→ **Page extract**:

Randolph K. Reeves, Appellee/appellant v. Frank X. Hopkins, Warden of the Nebraska Penal and Correctional Complex, Appellant/appellee

BEAM, Circuit Judge.

Randolph K. Reeves was convicted of two counts of felony murder and sentenced to death by the State of Nebraska. His convictions and sentences were affirmed by the Nebraska Supreme Court both on appeal and in postconviction actions. The United States *1426Supreme Court vacated the state supreme court’s postconviction decision and remanded for reconsideration in light of intervening Supreme Court decisions. On remand, after hearing argument from both sides, the Nebraska Supreme Court affirmed Reeves’ death sentences. Reeves then petitioned the federal district court for a writ of habeas corpus under 28 U.S.C. § 2254. The district court granted the writ and the state appeals. We reverse in part and remand.

I. BACKGROUND

In the early morning hours of March 29, 1980, Randy Reeves killed Janet Mesner and Victoria Lamm. Reeves, a construction worker idled by a rainy day, had begun drinking the previous day at 8:00 or 9:00 a.m., and continued drinking at various locales until after midnight. At Reeves’ last stop, he ingested some peyote buttons, and, according to friends, was in a near stupor when he left to go visit Ms. Mesner, the live-in caretaker of the Quaker meetinghouse. Ms. Mesner and Reeves1 were distantly related, both of the Quaker faith, and had been good friends all of their lives. They had never had any sort of romantic relationship.

Evidently, Reeves climbed into the meetinghouse through a kitchen window, obtained a kitchen knife, went upstairs and assaulted Ms. Mesner in her bedroom. Ms. Mesner was stabbed seven times. Ms. Lamm, who was visiting with her young daughter, walked in on the struggle and was also stabbed by Reeves. Ms. Lamm’s wounds were almost immediately fatal, but Ms. Mesner was able to make her way downstairs to summon help. Police found Ms. Mesner still conscious. She identified her attacker as Reeves, expressing shock and disbelief that he would do such a thing to her and Ms. Lamm.

→ **Your tasks**:
a) Name every person the court opinion refers to by name.
b) In the court opinion, rewrite the passage starting with "Evidently, Reeves climbed" and going on through "and Ms. Lamm.", swapping "meetinghouse" for "meeting house".
c) Condense the court opinion's paragraph beginning "In the early morning hours of March 29, 1980" into a shorter version that keeps its main facts.

→ **Items**:
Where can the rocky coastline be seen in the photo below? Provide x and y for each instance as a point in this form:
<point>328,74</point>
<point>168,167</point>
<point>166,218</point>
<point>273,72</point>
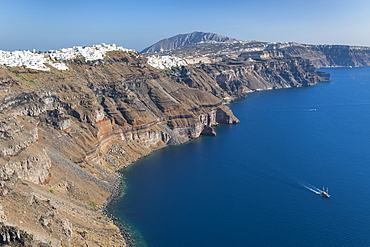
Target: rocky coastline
<point>64,134</point>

→ **Worked solutions**:
a)
- Randolph K. Reeves (also called Randy Reeves)
- Frank X. Hopkins
- Beam
- Janet Mesner
- Victoria Lamm

b)
Evidently, Reeves climbed into the meeting house through a kitchen window, obtained a kitchen knife, went upstairs and assaulted Ms. Mesner in her bedroom. Ms. Mesner was stabbed seven times. Ms. Lamm, who was visiting with her young daughter, walked in on the struggle and was also stabbed by Reeves. Ms. Lamm’s wounds were almost immediately fatal, but Ms. Mesner was able to make her way downstairs to summon help. Police found Ms. Mesner still conscious. She identified her attacker as Reeves, expressing shock and disbelief that he would do such a thing to her and Ms. Lamm.

c) Early on March 29, 1980, Randy Reeves killed Janet Mesner and Victoria Lamm. Reeves was a construction worker kept off the job by a rainy day. He had been drinking at various places from 8:00 or 9:00 a.m. the previous day until after midnight. At his last stop he took peyote buttons. Friends said he was in a near stupor when he left to visit Ms. Mesner, the live-in caretaker of the Quaker meetinghouse. The two were distantly related, both Quakers, and lifelong good friends. They had never had a romantic relationship.